Find every line below with "tablecloth" in it and give only how many there are.
─── Input for this task ───
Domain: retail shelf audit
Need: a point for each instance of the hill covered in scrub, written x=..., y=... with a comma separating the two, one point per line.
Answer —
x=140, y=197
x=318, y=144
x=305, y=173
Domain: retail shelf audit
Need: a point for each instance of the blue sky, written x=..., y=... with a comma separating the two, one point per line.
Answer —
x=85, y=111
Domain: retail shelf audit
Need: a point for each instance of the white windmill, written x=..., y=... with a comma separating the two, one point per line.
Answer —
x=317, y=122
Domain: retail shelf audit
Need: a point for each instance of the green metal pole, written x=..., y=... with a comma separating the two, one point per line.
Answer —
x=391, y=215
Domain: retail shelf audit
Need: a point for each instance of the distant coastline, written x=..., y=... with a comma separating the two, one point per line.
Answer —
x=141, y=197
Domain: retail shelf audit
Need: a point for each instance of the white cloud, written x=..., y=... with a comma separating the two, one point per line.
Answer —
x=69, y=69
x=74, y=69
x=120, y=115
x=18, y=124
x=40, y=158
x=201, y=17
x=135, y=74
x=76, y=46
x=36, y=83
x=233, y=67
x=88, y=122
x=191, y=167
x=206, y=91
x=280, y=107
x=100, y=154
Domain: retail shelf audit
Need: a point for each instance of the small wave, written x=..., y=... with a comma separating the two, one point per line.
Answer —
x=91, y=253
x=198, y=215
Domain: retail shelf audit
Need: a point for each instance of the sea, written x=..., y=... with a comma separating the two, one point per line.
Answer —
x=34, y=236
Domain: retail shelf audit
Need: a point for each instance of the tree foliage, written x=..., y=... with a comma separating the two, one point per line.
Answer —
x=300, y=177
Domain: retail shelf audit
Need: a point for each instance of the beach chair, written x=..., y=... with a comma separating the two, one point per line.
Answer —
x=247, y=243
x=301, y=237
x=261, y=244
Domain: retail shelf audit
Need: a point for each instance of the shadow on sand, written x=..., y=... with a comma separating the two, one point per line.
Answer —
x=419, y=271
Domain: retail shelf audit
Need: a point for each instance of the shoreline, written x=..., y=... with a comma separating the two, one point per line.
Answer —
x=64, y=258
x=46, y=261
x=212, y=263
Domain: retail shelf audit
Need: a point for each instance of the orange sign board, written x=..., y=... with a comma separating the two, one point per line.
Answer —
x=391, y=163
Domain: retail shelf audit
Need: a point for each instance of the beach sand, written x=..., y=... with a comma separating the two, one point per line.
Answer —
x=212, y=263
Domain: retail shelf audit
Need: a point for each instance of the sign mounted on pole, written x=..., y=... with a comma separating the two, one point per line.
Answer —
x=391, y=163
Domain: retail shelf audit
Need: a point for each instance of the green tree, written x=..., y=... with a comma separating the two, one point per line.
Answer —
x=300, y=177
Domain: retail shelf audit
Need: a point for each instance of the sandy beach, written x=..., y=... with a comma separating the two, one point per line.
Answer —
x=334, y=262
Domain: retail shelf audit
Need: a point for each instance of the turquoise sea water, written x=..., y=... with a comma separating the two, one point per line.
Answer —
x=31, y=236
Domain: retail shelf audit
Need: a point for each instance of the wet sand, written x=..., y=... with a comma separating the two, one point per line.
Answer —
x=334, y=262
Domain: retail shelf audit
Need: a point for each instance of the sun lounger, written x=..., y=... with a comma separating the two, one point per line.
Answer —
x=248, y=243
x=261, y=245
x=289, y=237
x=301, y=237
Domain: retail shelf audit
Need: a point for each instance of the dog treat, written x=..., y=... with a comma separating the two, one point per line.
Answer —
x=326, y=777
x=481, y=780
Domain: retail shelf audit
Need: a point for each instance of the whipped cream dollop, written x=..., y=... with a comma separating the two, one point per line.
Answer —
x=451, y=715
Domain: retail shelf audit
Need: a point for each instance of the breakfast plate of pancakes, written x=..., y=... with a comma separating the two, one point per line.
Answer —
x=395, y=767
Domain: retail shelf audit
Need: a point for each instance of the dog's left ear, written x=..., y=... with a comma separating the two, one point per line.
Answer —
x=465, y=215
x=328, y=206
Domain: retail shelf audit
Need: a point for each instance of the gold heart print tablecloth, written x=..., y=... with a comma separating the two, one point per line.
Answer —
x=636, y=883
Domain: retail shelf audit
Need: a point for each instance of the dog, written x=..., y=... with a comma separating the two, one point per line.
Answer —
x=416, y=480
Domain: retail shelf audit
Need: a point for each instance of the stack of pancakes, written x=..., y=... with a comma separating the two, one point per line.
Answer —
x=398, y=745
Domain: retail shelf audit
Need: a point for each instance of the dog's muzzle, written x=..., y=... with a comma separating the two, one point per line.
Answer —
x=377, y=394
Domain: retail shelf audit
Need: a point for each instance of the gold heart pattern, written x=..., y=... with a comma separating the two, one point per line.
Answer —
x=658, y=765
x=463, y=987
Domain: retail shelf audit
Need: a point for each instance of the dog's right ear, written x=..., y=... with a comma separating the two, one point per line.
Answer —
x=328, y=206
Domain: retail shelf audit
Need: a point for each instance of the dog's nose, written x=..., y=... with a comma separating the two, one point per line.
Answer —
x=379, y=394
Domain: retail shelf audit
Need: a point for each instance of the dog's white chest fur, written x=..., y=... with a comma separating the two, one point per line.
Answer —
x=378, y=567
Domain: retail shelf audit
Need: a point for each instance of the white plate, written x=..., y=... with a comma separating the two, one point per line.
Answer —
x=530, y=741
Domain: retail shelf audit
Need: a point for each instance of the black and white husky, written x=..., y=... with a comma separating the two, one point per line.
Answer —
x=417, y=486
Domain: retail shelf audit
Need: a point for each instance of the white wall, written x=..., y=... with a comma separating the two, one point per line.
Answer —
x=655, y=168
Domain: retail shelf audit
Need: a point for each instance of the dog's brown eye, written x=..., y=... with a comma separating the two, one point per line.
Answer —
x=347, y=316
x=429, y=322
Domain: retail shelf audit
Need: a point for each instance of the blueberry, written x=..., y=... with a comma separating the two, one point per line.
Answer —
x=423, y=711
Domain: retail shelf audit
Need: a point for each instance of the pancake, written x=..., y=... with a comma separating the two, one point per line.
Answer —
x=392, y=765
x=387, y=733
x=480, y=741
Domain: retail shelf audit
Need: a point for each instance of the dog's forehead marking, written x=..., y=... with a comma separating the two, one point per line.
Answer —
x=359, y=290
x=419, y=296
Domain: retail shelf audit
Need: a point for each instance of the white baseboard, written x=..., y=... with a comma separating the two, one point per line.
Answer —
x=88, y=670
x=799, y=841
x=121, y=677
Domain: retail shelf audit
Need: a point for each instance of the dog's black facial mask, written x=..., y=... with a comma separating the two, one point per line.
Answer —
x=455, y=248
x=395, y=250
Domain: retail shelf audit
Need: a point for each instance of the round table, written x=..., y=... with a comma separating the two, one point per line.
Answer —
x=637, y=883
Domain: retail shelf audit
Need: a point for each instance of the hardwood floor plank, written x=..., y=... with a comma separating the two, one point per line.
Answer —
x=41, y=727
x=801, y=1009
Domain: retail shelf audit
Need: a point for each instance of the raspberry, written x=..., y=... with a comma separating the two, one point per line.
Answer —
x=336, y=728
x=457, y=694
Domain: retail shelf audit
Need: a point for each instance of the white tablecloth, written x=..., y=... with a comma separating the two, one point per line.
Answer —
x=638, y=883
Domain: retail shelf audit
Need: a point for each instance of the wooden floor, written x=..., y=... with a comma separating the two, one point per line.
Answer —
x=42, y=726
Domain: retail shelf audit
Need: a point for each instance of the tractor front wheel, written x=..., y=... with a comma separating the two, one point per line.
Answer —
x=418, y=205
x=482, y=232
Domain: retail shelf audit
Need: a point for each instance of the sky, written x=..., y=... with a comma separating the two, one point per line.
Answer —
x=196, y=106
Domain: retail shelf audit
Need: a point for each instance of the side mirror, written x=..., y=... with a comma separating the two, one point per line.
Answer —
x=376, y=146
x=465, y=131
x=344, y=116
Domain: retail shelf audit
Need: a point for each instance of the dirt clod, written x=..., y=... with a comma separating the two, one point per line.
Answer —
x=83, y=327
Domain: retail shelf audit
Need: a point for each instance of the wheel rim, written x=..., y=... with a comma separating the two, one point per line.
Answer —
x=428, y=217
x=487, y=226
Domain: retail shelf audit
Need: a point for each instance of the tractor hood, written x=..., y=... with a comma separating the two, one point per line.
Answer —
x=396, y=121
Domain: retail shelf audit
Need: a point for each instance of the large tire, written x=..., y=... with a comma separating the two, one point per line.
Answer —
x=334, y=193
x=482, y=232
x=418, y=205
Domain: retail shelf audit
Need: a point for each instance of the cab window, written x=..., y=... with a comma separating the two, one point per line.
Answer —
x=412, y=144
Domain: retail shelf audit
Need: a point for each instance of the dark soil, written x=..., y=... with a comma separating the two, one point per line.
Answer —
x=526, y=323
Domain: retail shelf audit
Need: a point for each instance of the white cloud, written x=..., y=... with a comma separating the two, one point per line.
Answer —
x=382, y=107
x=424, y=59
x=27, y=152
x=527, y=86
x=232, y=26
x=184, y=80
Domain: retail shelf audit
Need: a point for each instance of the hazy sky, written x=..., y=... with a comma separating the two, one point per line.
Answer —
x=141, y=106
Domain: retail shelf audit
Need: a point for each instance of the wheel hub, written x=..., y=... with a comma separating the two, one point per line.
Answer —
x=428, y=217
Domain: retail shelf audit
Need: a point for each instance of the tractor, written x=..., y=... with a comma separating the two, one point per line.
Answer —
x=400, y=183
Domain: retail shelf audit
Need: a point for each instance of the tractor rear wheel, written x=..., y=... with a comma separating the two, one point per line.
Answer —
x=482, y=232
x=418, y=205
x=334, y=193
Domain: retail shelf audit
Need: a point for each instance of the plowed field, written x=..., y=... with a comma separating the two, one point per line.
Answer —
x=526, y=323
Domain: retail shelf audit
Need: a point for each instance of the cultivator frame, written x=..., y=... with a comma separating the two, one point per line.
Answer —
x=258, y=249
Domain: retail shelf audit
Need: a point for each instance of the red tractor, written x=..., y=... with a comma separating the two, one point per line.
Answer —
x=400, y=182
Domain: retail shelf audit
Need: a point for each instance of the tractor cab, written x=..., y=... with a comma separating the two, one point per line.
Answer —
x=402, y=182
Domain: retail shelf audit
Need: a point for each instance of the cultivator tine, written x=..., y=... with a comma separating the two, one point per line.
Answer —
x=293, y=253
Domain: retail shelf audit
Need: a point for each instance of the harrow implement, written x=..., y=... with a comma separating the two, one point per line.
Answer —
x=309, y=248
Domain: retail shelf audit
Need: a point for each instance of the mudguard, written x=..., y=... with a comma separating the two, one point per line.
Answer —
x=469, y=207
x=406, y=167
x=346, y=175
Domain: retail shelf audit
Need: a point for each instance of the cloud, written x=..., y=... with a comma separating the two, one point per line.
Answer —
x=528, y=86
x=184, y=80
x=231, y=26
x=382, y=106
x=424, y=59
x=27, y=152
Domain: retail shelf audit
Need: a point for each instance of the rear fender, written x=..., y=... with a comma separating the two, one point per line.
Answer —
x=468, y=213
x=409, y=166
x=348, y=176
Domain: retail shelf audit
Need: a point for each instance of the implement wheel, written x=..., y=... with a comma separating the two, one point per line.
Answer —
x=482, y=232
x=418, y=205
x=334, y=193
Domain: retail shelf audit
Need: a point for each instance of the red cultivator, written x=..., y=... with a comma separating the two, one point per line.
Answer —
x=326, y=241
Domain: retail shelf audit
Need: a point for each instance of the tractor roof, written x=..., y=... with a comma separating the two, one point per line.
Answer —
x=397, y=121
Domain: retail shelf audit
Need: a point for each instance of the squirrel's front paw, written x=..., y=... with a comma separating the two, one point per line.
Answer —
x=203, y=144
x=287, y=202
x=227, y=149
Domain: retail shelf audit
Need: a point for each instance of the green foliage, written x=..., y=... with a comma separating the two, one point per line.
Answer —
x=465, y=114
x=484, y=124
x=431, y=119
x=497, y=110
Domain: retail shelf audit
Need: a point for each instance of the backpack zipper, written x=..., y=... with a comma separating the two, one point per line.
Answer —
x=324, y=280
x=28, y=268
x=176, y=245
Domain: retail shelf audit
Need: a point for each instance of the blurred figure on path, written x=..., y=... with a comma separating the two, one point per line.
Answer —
───
Response area – 2